Extracted material =>
····················

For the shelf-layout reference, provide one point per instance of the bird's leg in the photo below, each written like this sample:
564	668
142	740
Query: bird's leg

····················

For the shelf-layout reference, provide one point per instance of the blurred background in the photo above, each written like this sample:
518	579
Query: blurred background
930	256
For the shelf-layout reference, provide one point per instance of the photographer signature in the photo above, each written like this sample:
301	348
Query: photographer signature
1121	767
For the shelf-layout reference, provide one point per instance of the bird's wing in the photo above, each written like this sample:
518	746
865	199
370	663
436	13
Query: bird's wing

····················

Challenge =>
Rewrite the material from the line with "the bird's leg" up to and including the line with "Query: bird's leg", substituting "foot" for "leg" and leaving everything else unchanged.

Finished answer =>
For the shelf-layout reference, provide one point per instance of the bird's foot in the photo below, each written like this sample:
564	668
142	740
Query: bird's foot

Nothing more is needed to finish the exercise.